The final entries on the compiler listing are the compiler options and compiler statistics.

The options shown include the ones specified on the f90 command line and the ones in effect as defaults during the compilation. The compiler statistics are the machine resources used by the compiler.

Example C-3 shows how compiler options and command-line options and compilation statistics appear on the listing.

Example C-3 Sample Compilation Summary

COMPILER OPTIONS BEING USED no -align commons no -align dcommons -align records no -align rec1byte no -align rec2byte no -align rec4byte no -align rec8byte -altparam -arch generic -assume accuracy_sensitive no -assume bigarrays no -assume byterecl no -assume dummy_aliases no -assume minus0 -assume underscore -assume source_include -assume zsize no -automatic -call_shared no -check bounds no -check format no -check omp_bindings no -check output_conversion no -check overflow -check power no -check underflow -convert native -double_size 64 no -d_lines -error_limit 30 no -extend_source no -f66 no -fpconstant -fpe0 -fprm nearest -free -g1 -granularity quadword no -hpf_matmul no -intconstant -integer_size 32 no -ladebug -machine_code -math_library accurate no -module -names lowercase -nearest_neighbor no -nowsf_main no -non_shared no -noinclude -numnodes 0 -O4 -inline speed no -transform_loops no -pipeline -speculate none -tune generic -unroll 0 no -pad_source -parallel manual no -pg -real_size 32 no -recursive -reentrancy none -shadow_width 0 no -shared no -show include -show map no -show wsfinfo no -show hpf_all no -show hpf_punt no -show hpf_nearest no -show hpf_comm no -show hpf_temps no -show hpf_indep no -show hpf_dev no -show hpf_default no -std no -synchronous_exceptions no -syntax_only no -vms -warn alignments no -warn argument_checking no -warn declarations -warn general -warn granularity no -warn truncated_source -warn uncalled -warn uninitialized -warn usage -warning_severity warning no -wsf no -fuse_xref -I path : /usr/lib/cmplrs/hpfrtl/,/usr/include/ -V filename : listing.l -o filename : listing.o COMPILER: DIGITAL Fortran 90 V5.x-xxx-xxxx

A summary of compilation statistics appear at the end of the listing file.

This appendix provides reference material for:

• OpenMP Fortran Application Program Interface (API) compiler directives
• DIGITAL Fortran parallel compiler directives

The set of OpenMP Fortran Directives allows you to specify the actions taken by the compiler and run-time system when executing a DIGITAL Fortran program in parallel.

For information about the directive format, refer to Chapter 6.
-------
Aim 1 >> Tally the lines in the records below that contain the string "tree", treating case as significant. Reply with the number only.

(Data records)
-------
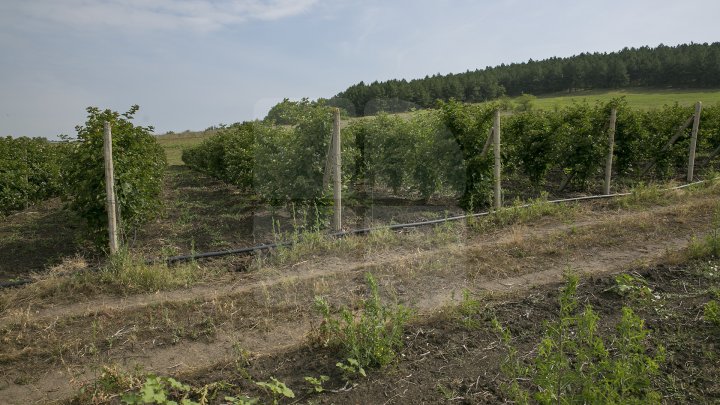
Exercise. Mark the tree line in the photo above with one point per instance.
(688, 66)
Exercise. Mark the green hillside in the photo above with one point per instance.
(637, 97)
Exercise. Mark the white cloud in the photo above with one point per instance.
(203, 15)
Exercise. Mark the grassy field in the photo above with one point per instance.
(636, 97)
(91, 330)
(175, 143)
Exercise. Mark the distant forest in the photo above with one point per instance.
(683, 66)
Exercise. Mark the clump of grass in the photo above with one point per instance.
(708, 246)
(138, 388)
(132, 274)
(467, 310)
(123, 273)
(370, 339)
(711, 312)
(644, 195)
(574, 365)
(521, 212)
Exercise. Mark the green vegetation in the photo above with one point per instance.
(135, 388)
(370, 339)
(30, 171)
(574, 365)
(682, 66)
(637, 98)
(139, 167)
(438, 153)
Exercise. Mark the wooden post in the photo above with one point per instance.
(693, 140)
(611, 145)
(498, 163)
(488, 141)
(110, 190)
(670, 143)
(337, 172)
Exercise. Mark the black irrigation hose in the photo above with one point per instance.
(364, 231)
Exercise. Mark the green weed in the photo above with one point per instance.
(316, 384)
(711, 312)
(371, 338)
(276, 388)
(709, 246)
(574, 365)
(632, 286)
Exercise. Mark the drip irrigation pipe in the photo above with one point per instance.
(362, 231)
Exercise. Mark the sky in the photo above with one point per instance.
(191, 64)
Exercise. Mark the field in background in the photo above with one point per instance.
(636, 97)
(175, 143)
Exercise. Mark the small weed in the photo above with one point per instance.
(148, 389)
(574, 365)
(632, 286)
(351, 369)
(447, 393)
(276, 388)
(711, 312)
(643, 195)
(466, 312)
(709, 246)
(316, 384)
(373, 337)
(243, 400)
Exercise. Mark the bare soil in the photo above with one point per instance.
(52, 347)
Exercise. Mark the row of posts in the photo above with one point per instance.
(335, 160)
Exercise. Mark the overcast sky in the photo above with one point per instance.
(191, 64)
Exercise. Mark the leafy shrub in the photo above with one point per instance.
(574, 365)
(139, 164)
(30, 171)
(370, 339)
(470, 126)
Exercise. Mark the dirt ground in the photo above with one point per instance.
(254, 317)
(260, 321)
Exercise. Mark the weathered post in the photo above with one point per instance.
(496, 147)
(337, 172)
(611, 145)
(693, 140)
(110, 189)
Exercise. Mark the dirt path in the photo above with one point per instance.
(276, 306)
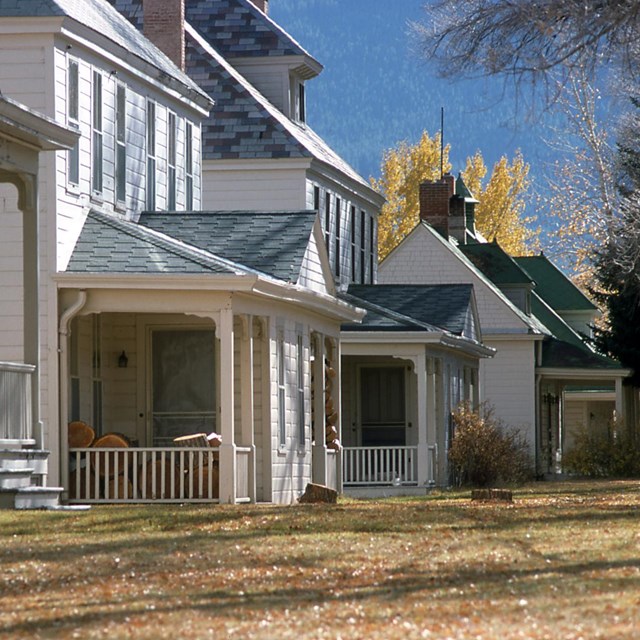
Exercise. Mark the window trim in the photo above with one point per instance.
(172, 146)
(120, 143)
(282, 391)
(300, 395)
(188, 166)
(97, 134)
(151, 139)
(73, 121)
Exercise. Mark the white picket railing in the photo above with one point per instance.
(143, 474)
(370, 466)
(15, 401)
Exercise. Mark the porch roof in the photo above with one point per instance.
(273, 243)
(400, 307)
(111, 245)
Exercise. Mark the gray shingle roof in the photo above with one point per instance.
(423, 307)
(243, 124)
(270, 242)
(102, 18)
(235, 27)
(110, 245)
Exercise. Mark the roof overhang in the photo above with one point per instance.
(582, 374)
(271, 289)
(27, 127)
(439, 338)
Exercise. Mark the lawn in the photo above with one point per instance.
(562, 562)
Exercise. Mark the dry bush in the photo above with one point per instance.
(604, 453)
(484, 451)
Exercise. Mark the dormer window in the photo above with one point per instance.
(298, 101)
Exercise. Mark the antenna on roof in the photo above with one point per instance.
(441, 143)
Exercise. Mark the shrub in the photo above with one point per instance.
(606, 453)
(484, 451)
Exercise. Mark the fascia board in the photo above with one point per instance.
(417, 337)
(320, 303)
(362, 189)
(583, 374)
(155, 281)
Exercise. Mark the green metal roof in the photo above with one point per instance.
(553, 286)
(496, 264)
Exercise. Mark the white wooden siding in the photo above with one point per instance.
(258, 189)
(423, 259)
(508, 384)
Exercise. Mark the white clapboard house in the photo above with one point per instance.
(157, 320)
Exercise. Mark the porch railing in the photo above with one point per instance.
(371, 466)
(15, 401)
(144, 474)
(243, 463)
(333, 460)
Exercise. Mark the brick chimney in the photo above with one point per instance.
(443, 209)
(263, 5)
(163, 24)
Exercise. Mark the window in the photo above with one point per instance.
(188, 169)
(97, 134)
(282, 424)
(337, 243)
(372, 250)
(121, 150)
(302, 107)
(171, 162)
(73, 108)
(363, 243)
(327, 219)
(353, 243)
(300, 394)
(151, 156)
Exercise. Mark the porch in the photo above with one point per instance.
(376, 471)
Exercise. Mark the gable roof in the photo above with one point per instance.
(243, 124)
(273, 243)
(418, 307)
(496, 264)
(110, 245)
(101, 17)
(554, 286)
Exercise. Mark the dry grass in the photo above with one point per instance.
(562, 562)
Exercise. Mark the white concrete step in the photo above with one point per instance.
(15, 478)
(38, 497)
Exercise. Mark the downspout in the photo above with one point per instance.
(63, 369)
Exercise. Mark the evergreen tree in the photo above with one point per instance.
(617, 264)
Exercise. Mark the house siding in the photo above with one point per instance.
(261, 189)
-------
Aim 2 >> From the compiler listing text, list every keyword that follows -check in the compiler options.

Correct result 1 >> 2

Correct result 2 >> bounds, format, omp_bindings, output_conversion, overflow, power, underflow